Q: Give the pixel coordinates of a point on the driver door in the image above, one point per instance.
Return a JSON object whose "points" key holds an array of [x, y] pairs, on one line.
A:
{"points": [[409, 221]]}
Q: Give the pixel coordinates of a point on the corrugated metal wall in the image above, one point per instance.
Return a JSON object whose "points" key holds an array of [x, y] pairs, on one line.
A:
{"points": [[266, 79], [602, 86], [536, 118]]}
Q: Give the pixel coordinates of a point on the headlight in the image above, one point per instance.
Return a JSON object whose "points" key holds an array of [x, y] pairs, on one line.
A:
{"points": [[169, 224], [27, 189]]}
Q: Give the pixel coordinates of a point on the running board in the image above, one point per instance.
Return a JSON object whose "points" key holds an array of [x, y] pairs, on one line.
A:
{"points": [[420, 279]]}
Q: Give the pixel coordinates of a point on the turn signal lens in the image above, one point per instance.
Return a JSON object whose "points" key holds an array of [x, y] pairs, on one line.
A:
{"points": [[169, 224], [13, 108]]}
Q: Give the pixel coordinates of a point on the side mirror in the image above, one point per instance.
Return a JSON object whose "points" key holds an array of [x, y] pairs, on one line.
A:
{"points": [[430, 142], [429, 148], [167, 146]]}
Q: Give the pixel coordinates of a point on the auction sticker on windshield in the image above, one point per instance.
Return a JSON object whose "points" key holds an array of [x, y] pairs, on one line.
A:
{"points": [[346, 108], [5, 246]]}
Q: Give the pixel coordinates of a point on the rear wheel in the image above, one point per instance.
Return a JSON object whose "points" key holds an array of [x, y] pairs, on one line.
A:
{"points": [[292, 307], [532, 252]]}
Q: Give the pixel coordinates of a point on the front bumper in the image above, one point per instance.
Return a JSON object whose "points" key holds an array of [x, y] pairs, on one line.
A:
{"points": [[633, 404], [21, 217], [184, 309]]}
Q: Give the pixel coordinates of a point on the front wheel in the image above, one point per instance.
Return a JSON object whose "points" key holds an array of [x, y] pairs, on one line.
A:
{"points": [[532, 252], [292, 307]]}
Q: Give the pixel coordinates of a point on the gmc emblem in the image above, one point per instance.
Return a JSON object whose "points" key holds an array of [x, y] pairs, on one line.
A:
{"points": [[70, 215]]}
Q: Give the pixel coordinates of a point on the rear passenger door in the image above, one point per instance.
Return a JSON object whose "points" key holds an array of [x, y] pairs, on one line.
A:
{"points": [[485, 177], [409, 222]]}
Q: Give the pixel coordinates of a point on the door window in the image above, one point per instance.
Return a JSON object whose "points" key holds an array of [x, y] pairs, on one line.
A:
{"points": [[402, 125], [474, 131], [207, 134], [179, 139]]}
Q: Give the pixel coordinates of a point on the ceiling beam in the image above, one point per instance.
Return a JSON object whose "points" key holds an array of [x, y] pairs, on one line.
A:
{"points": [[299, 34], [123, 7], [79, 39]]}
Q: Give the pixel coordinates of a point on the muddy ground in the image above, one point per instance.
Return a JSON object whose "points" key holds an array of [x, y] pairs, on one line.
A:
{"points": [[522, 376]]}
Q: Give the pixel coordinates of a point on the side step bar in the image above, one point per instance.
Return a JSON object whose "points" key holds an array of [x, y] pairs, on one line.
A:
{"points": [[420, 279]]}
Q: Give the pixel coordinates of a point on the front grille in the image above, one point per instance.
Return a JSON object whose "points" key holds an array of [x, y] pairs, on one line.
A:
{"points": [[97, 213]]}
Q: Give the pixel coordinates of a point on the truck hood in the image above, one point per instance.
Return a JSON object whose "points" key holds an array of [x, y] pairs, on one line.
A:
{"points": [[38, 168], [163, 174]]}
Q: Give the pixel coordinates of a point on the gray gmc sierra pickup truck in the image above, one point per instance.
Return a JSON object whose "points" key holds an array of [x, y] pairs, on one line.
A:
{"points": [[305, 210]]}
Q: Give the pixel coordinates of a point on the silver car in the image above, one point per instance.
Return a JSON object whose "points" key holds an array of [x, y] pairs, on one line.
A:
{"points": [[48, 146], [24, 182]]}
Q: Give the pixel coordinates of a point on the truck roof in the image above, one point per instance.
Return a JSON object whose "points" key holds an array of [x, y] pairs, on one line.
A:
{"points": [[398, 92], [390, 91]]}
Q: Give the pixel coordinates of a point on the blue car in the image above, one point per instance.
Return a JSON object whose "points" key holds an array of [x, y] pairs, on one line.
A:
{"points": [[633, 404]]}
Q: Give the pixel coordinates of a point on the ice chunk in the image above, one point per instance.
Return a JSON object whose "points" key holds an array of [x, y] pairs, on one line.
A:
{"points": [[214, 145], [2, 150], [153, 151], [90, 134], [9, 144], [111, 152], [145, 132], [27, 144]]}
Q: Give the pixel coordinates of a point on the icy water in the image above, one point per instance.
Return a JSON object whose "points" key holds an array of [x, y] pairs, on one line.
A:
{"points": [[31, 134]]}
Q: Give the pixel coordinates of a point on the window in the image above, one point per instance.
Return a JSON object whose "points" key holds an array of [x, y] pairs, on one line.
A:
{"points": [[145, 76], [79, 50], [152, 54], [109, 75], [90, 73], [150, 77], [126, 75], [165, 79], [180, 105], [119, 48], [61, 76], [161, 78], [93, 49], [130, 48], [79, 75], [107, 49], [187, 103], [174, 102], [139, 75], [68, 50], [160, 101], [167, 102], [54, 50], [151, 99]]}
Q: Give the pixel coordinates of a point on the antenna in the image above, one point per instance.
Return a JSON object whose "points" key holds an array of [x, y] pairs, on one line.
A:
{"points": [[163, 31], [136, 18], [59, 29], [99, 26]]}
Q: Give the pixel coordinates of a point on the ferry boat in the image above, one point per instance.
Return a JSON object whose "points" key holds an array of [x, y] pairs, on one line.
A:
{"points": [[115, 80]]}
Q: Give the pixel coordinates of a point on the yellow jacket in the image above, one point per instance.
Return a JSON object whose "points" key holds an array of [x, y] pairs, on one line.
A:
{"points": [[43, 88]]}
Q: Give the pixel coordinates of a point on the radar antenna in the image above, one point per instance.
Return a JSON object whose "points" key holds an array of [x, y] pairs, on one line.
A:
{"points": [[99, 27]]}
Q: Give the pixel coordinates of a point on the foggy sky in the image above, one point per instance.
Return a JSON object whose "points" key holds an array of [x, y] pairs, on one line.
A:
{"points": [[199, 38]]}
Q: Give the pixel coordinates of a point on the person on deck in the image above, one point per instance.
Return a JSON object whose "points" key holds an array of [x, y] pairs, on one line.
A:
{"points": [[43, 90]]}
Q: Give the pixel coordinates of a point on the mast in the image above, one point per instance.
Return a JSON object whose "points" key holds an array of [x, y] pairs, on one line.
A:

+ + + + +

Work task: Exact copy required. Retype all of the entries word for word.

Answer space:
Q: Give the pixel coordinates of a point on the driver door in the image above, one point per instance.
Return a JSON object whose "points" key holds an array of [x, y] pairs, on one line.
A:
{"points": [[409, 221]]}
Q: Give the pixel coordinates of a point on the corrugated metal wall in the image above, one point per instance.
Return a JSON object whose "points" key holds an array of [x, y] pairs, on one line.
A:
{"points": [[266, 79], [602, 86], [536, 118]]}
Q: Give the pixel coordinates of a point on the headlight in the image above, one point per instance.
Return a JSON object whose "points" key holds an array of [x, y] pairs, on one line.
A:
{"points": [[169, 224], [27, 189]]}
Q: Give the pixel coordinates of a point on the running board in the image above, one point per instance.
Return a JSON object whose "points" key holds an array of [x, y] pairs, on one line.
A:
{"points": [[420, 279]]}
Q: Give the pixel coordinates of a point on the turn signal lens in the image above, one point per instance.
Return a JSON object whose "points" key holds an array of [x, y] pairs, on one line.
A:
{"points": [[169, 224], [13, 108]]}
Q: Give the pixel coordinates of a point on the side mirror in the image above, one point per instance.
Return a JSON object whose "points" key holds an array of [x, y] pairs, on one line.
A:
{"points": [[430, 142], [429, 148], [167, 146]]}
Q: Give the pixel coordinates of a point on the auction sticker on windshield in the image above, one point per instance.
Return a JSON object whose "points" key holds an array of [x, y] pairs, on one line.
A:
{"points": [[346, 108], [5, 246]]}
Q: Give the pixel coordinates of a point on the rear wheel in the image above, one point per instance.
Return a JSON object whose "points" key holds an array of [x, y] pairs, on one line.
A:
{"points": [[292, 307], [532, 252]]}
Q: Give the pixel coordinates of a point on the front bumper in the image above, one point per instance.
Return a JSON object whose "points" key holds an array of [x, y] pairs, on one line.
A:
{"points": [[633, 404], [21, 217], [184, 309]]}
Q: Give the pixel coordinates of a point on the front wheel in the image above, one point per instance.
Return a JSON object whose "points" key holds an array of [x, y] pairs, on one line.
A:
{"points": [[532, 252], [292, 307]]}
Q: Give the pixel coordinates of a point on the gmc emblem in the image above, one point per instance.
Return a JSON object whose "points" key holds an array of [x, y] pairs, on one line.
A:
{"points": [[70, 215]]}
Q: Give the pixel coordinates of a point on the rear passenger door in the image above, one point per instance.
Return a JSON object whose "points" key holds an array of [x, y] pairs, on one line.
A:
{"points": [[485, 177], [409, 222]]}
Q: Give the pixel coordinates of a point on the door window in the image above, one point per instance.
Return a JSON object whose "points" key holds an array of [x, y] pairs, on one line.
A:
{"points": [[402, 125], [474, 131], [207, 134], [179, 139]]}
Q: Give the pixel coordinates of a point on the ceiling beam in the image above, one point per instance.
Return a JSON object whose "points" key holds an array of [x, y] pairs, on one line.
A:
{"points": [[299, 34], [123, 7], [79, 39]]}
Q: Give the pixel coordinates of a point on the muddy ground in the image above, one point per instance.
Return a JSON object whose "points" key holds an array of [x, y] pairs, on one line.
A:
{"points": [[522, 376]]}
Q: Give the pixel coordinates of a point on the side step bar in the image above, one point per instance.
Return a JSON object whose "points" key holds an array of [x, y] pairs, on one line.
A:
{"points": [[420, 279]]}
Q: Give the pixel coordinates of a point on the front grille in the image above, one point per instance.
Return a JSON object whose "points" key holds an array of [x, y] pairs, on one line.
A:
{"points": [[97, 213]]}
Q: Give the pixel coordinates of a point on the truck hood in the image above, one point per instance.
Return a JSON object whose "points" key holds an array of [x, y] pairs, on one line.
A:
{"points": [[38, 168], [163, 174]]}
Q: Give the pixel coordinates of a point on the gray gmc sierra pickup truck in the image above, one point per instance.
Return a JSON object whose "points" key holds an array of [x, y] pairs, on one line.
A:
{"points": [[305, 210]]}
Q: Give the pixel coordinates of a point on the silver car in the image above, one point per instance.
Return a JSON object whose "points" key holds an array of [x, y] pairs, on one line.
A:
{"points": [[48, 146], [24, 182]]}
Q: Give the pixel coordinates of a point on the truck roof in the image above, one point per instance.
Return a JSON object whose "points" key holds an array of [x, y] pairs, on one line.
A:
{"points": [[398, 92], [390, 91]]}
Q: Give the pixel coordinates of a point on the blue car in the image above, one point per instance.
Return a JSON object whose "points" key holds an array of [x, y] pairs, on one line.
A:
{"points": [[633, 404]]}
Q: Give the pixel coordinates of a point on the ice chunk in the image above, one point per instance.
Return a JSON object whose "points" key holds an array of [x, y] pairs, on one line.
A:
{"points": [[214, 145], [2, 150], [153, 151], [90, 134], [9, 144], [111, 152], [145, 132], [27, 144]]}
Q: Give the pixel coordinates of a point on the icy water in the image above, one point per instance.
Return a JSON object whose "points" key holds an array of [x, y] pairs, on one line.
A:
{"points": [[31, 134]]}
Q: Give the pixel coordinates of a point on the window in the image above, one point per instance.
Return a JSON object whose "points" key holds an array of [x, y] pairs, on one line.
A:
{"points": [[145, 76], [79, 50], [152, 54], [109, 75], [90, 73], [150, 77], [126, 75], [165, 79], [180, 105], [119, 48], [61, 76], [161, 78], [93, 49], [130, 48], [79, 75], [107, 49], [187, 103], [174, 102], [139, 75], [68, 50], [160, 101], [167, 102], [54, 50], [151, 99]]}
Q: Give the pixel coordinates of a point on the antenna in the image above, one point per instance.
Return a JSON object whose "points" key holds an array of [x, y] pairs, on one line.
A:
{"points": [[163, 31], [136, 18], [59, 29], [99, 26]]}
Q: Give the pixel coordinates of a point on the ferry boat in the image above, one point per instance.
Return a JSON object whose "points" key holds an array of [x, y] pairs, on one line.
A:
{"points": [[115, 80]]}
Q: Give the pixel coordinates of a point on the yellow jacket in the image above, one point per instance.
Return a JSON object whose "points" key holds an array of [x, y] pairs, on one line.
A:
{"points": [[43, 88]]}
Q: Give the pixel coordinates of a point on the radar antenna in the image above, one point per instance.
Return a JSON object whose "points" key holds an array of [x, y] pairs, on one line.
A:
{"points": [[99, 27]]}
Q: Give the pixel coordinates of a point on the foggy sky in the image above, one point per instance.
Return a JSON object whose "points" key holds an array of [x, y] pairs, on one line.
A:
{"points": [[199, 38]]}
Q: Give the pixel coordinates of a point on the person on deck in the image above, one point per instance.
Return a JSON object whose "points" key holds an array of [x, y] pairs, on one line.
A:
{"points": [[43, 90]]}
Q: Give the pixel coordinates of a point on the mast in the image above, one point per instance.
Return a JSON object whose "points" key holds an array of [x, y] pairs, on one line.
A:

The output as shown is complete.